■ Data records:
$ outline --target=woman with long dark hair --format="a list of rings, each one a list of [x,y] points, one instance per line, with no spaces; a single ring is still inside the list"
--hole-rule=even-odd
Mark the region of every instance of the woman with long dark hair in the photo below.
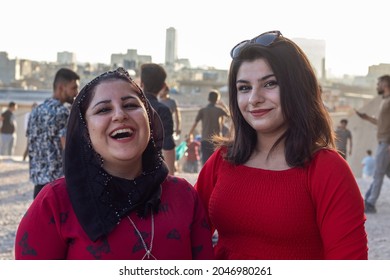
[[[231,57],[233,133],[195,185],[217,259],[367,259],[363,199],[306,55],[271,31]]]

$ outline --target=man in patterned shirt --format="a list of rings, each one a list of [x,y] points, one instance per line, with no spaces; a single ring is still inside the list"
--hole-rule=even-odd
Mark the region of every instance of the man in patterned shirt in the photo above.
[[[65,103],[73,103],[79,80],[79,75],[70,69],[58,70],[53,96],[38,105],[28,119],[26,136],[34,198],[47,183],[63,176],[62,151],[69,116],[69,106]]]

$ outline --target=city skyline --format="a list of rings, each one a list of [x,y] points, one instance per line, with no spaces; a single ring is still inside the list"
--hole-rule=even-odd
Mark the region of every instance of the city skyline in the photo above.
[[[166,29],[173,27],[178,58],[192,67],[228,69],[235,44],[278,29],[290,39],[324,40],[328,75],[366,75],[369,66],[390,63],[380,0],[186,2],[68,0],[59,7],[49,0],[9,1],[0,17],[0,51],[35,61],[56,61],[57,52],[67,51],[80,63],[109,64],[111,54],[136,49],[164,63]]]

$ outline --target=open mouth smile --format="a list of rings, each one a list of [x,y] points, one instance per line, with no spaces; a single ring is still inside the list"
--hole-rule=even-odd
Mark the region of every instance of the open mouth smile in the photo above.
[[[134,130],[130,128],[122,128],[115,130],[113,133],[110,134],[111,138],[114,138],[116,140],[124,139],[124,138],[130,138],[133,136]]]

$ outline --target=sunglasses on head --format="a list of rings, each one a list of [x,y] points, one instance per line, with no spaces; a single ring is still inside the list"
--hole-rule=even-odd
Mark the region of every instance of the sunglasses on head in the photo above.
[[[242,41],[241,43],[238,43],[230,51],[230,56],[233,59],[236,58],[240,54],[241,49],[248,44],[258,44],[264,47],[268,47],[272,45],[273,42],[275,42],[276,38],[279,38],[280,36],[282,36],[282,33],[278,30],[274,30],[274,31],[268,31],[263,34],[260,34],[259,36],[253,38],[252,40]]]

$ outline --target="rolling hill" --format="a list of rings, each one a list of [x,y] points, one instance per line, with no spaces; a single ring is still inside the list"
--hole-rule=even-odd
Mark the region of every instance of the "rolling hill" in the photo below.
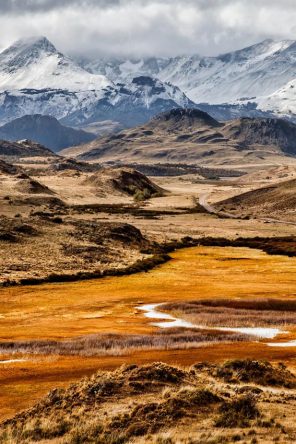
[[[296,125],[242,118],[222,123],[197,109],[173,109],[146,125],[68,148],[81,160],[143,163],[264,163],[296,155]]]

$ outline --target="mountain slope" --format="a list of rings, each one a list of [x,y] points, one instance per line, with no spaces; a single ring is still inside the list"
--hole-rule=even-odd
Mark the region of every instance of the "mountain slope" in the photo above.
[[[284,162],[296,155],[296,125],[277,119],[220,123],[197,109],[173,109],[146,125],[68,148],[61,154],[81,160],[218,165]],[[293,162],[291,160],[291,162]]]
[[[118,83],[104,98],[87,104],[67,117],[63,123],[78,125],[115,120],[125,127],[147,122],[161,112],[178,107],[195,106],[179,88],[151,77],[136,77],[128,84]]]
[[[241,118],[225,124],[224,134],[244,146],[276,146],[296,155],[296,125],[283,119]]]
[[[54,151],[95,139],[93,134],[63,126],[57,119],[40,114],[15,119],[0,127],[0,138],[11,141],[30,139]]]
[[[296,221],[296,179],[258,188],[215,206],[234,215],[247,214]]]

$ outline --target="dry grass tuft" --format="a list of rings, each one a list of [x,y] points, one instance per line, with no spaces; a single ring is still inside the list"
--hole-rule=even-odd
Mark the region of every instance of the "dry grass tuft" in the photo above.
[[[222,365],[195,366],[196,371],[205,370],[214,377],[222,378],[227,383],[254,383],[262,386],[296,388],[296,376],[284,364],[277,366],[266,361],[236,359]]]
[[[226,363],[224,368],[238,371],[266,366],[277,372],[271,364],[251,361]],[[213,444],[235,442],[238,436],[249,436],[255,442],[261,434],[260,442],[269,443],[270,436],[279,433],[285,436],[285,442],[295,442],[295,428],[287,431],[266,419],[272,399],[279,408],[281,402],[285,405],[295,397],[281,393],[271,398],[262,390],[256,395],[238,395],[237,384],[225,385],[215,376],[220,367],[210,375],[205,368],[197,364],[184,370],[154,363],[99,372],[68,389],[51,391],[35,407],[3,423],[0,442],[163,444],[174,443],[175,436],[189,442],[188,437],[192,436],[192,443]],[[248,431],[249,427],[252,428]],[[159,435],[164,431],[166,436]]]

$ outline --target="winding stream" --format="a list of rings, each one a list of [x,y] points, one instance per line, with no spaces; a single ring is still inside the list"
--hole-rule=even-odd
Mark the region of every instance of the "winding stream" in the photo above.
[[[149,319],[161,319],[160,322],[151,322],[151,325],[159,328],[197,328],[197,329],[211,329],[216,331],[230,331],[235,333],[242,333],[246,335],[255,336],[260,339],[274,339],[280,333],[287,333],[279,328],[267,328],[267,327],[209,327],[206,325],[192,324],[184,319],[175,318],[168,313],[162,313],[157,310],[163,303],[158,304],[145,304],[136,307],[138,310],[144,311],[144,316]],[[270,342],[266,343],[270,347],[295,347],[296,341],[288,342]]]

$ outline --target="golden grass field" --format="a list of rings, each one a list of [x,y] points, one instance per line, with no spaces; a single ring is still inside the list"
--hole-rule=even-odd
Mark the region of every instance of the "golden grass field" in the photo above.
[[[194,247],[148,272],[71,284],[10,287],[1,294],[1,342],[75,338],[94,333],[144,334],[156,331],[136,309],[141,303],[201,298],[296,296],[296,259],[248,248]],[[294,332],[285,339],[294,339]],[[188,350],[141,350],[120,356],[5,355],[24,362],[0,364],[0,418],[32,405],[50,388],[122,363],[164,361],[191,365],[235,357],[284,361],[296,367],[295,348],[260,342],[217,344]]]

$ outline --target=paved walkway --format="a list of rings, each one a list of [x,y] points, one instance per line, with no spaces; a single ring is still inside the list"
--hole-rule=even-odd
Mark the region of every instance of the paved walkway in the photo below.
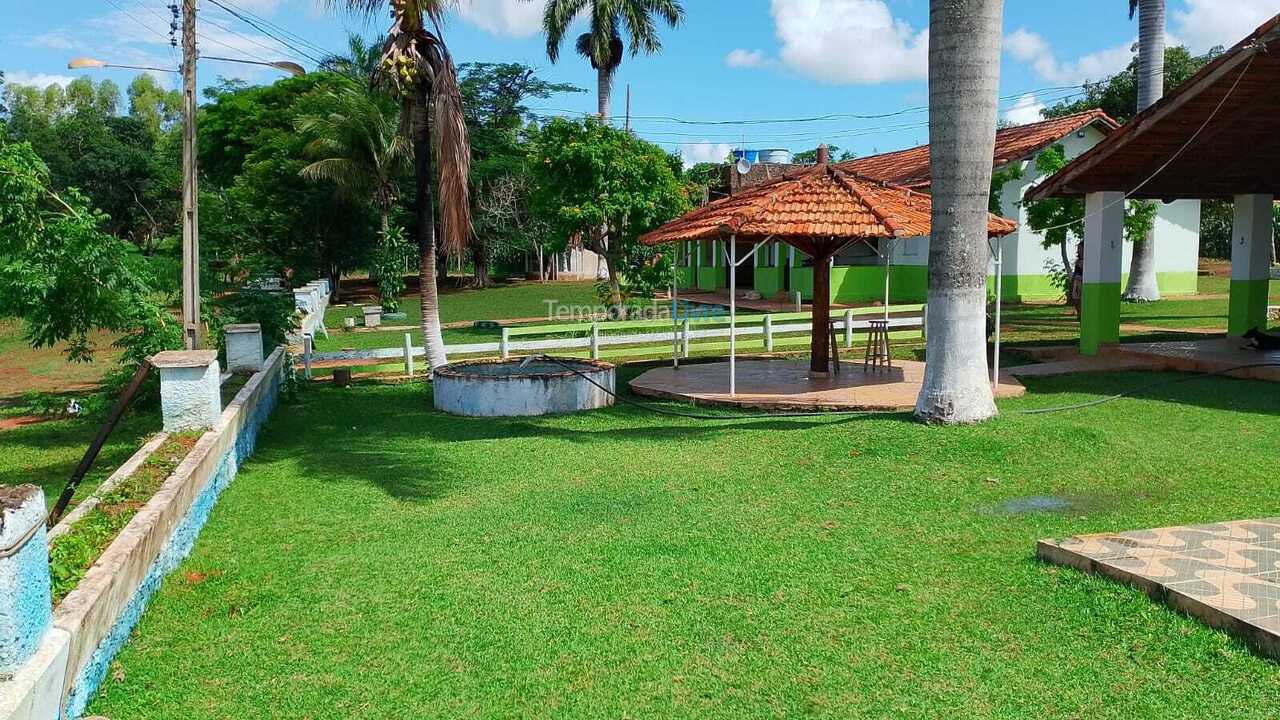
[[[738,393],[729,395],[729,363],[654,368],[631,381],[639,395],[691,400],[699,405],[762,410],[909,410],[924,379],[924,363],[895,360],[888,370],[841,364],[839,375],[815,375],[808,360],[739,360]],[[1000,384],[998,397],[1026,392],[1017,380]]]
[[[1280,518],[1042,540],[1036,554],[1134,585],[1280,659]]]

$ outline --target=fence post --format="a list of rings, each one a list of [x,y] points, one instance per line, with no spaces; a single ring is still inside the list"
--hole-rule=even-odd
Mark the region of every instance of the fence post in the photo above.
[[[844,311],[844,348],[853,347],[853,311]]]
[[[311,379],[311,336],[302,336],[302,377]]]
[[[689,357],[689,318],[684,319],[680,332],[683,335],[680,340],[680,354]]]
[[[600,323],[591,323],[591,359],[600,359]]]
[[[211,428],[222,415],[221,373],[213,350],[165,350],[151,356],[160,371],[165,432]]]
[[[258,323],[228,325],[222,328],[227,342],[227,372],[251,372],[262,369],[262,326]]]
[[[404,374],[413,377],[413,337],[404,334]]]
[[[803,301],[803,298],[801,298],[801,297],[800,297],[800,291],[799,291],[799,290],[795,291],[795,299],[796,299],[796,312],[803,312],[803,311],[804,311],[804,301]]]
[[[764,316],[764,351],[773,352],[773,316]]]
[[[920,307],[920,339],[929,339],[929,304],[925,303]]]
[[[498,355],[501,356],[503,360],[511,357],[510,343],[511,330],[504,327],[502,328],[502,339],[498,341]]]

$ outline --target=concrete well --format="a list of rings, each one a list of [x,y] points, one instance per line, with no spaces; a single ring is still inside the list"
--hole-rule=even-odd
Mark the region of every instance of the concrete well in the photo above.
[[[436,409],[472,417],[517,417],[613,404],[613,365],[557,360],[534,360],[525,367],[520,360],[473,360],[437,368],[432,373]]]

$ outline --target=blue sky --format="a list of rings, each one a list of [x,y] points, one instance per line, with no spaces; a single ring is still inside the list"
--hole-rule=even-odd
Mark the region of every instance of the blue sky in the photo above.
[[[1230,45],[1280,12],[1280,0],[1167,0],[1173,42],[1203,51]],[[169,0],[49,0],[0,3],[0,69],[10,83],[68,82],[67,60],[89,55],[120,63],[176,66],[168,47]],[[308,45],[285,47],[212,0],[200,0],[201,52],[256,59],[288,58],[310,67],[299,50],[341,50],[347,32],[374,35],[371,23],[323,11],[316,0],[220,0],[248,10]],[[535,106],[547,114],[591,112],[595,77],[571,48],[547,59],[539,32],[541,0],[461,0],[445,27],[459,63],[523,62],[552,80],[592,92]],[[923,106],[928,0],[684,0],[687,20],[663,30],[664,52],[627,57],[618,74],[614,113],[632,86],[633,127],[688,161],[719,159],[734,146],[808,149],[826,141],[859,155],[927,141],[926,114],[891,119],[838,118],[762,125],[682,124],[667,119],[794,119],[874,115]],[[1123,68],[1137,27],[1124,0],[1007,0],[1001,114],[1026,122],[1038,105],[1076,85]],[[132,73],[95,71],[122,86]],[[201,83],[217,76],[270,82],[272,71],[205,62]],[[174,76],[164,76],[175,82]]]

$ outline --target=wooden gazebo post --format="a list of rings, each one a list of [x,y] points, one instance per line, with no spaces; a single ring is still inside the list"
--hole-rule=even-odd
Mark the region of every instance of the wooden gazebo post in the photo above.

■ Exercise objective:
Look over the records. Copy the lines that include the word "wooden".

■ Output of the task:
$ outline --target=wooden gazebo post --format="a list of rings, each one a list of [x,y] points, one instance per line, with no spaces; a single ring is still inside the list"
Mark the region of every instance of the wooden gazebo post in the photo above.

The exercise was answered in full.